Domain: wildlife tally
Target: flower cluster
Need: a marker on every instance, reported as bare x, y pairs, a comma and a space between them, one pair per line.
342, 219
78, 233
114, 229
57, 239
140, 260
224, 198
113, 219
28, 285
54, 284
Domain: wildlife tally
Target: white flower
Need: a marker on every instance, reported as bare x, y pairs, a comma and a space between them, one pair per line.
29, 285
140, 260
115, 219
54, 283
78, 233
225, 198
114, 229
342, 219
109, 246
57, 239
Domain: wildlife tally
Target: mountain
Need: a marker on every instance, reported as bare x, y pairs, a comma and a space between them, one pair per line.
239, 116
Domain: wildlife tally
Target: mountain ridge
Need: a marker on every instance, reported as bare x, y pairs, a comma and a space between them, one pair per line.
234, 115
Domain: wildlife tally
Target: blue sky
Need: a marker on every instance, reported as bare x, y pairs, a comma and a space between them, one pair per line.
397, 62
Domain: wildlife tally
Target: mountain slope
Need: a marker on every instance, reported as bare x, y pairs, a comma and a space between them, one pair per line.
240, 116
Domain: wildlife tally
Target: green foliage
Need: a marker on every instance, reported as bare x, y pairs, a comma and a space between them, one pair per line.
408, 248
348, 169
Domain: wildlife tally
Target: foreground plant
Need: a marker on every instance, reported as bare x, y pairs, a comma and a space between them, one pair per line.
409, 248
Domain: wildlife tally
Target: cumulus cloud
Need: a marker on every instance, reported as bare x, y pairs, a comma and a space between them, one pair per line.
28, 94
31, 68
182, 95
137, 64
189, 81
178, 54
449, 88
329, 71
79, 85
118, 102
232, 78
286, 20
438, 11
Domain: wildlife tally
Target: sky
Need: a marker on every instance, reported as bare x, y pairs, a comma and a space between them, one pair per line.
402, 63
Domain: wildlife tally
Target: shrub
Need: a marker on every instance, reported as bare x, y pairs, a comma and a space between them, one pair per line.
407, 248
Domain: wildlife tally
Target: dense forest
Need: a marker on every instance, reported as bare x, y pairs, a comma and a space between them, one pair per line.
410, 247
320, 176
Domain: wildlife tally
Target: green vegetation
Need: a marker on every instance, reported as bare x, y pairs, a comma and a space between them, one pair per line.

++++++

• _WORK TO COMPLETE_
All of the records need to be transcribed exactly.

• _ANSWER SECTION_
Domain: wildlife tally
Target: flower cluster
Need: a marker on every instance, reported as bare x, y pairs, a comma and a space between them, one pair per line.
342, 219
78, 233
114, 229
57, 239
140, 260
224, 198
113, 219
28, 285
54, 284
Domain: wildlife tally
Target: white flower
Need: a marker on every instance, reported as bare x, y pairs, a comma and a space between them, one pair per line.
29, 285
140, 260
115, 219
54, 283
78, 233
225, 198
114, 229
342, 219
109, 246
57, 239
Domain: wildlife tally
Target: mountain
Need: a marker on every instance, reported as bare x, y pairs, a comma and a space between them, one pair per line.
239, 116
Domain: wildlife tally
Target: mountain ridge
Need: a marker on every instance, reported as bare x, y pairs, a comma and a space between them, one pair per line.
234, 115
Domain: wildlife tally
Target: blue sky
Need: a marker on every instance, reported as bare x, y pairs, a comma and a space between them, one pair per line.
397, 62
Domain: wildlife tally
Target: mountain slope
Need: a marker on every instance, reported as bare x, y pairs, a comma and a space between them, one pair per line.
240, 116
Domain: wildlife tally
Target: green foliage
Need: a marker on every instance, reported as bare x, y pairs, a comma and a space between them, one pair per line.
408, 248
348, 169
Domain: wildlife tally
Target: foreground plant
Need: a marker on every instance, reported as bare x, y pairs, a comma and a space between them, one pair per line.
409, 248
Domain: wildlife tally
Target: cumulus cloud
Need: a marker on every instance, reported as bare x, y pairs, a comma and a space between them, one pair per line.
28, 94
31, 68
182, 95
137, 64
189, 81
178, 54
449, 88
329, 71
79, 85
118, 102
232, 78
286, 20
438, 11
Domain: wildlife tally
Target: sky
Need: a marker on every instance, reported as bare x, y pairs, a comma and a space between them, one pair per line.
402, 63
Domain: wildlife tally
Target: shrub
Need: a marker on every instance, reported as bare x, y pairs, a comma and a space between them, one pair per line.
407, 248
Domain: wildlife tally
Target: dense forest
Need: a marker on every instance, reported as bare x, y pairs, a comma and a space between them, one pair per line.
410, 247
320, 176
Domain: wildlife tally
Target: green vegetation
Need: a marker on every instance, reported as bare x, y pairs, a comma and a space between them, one pair per line.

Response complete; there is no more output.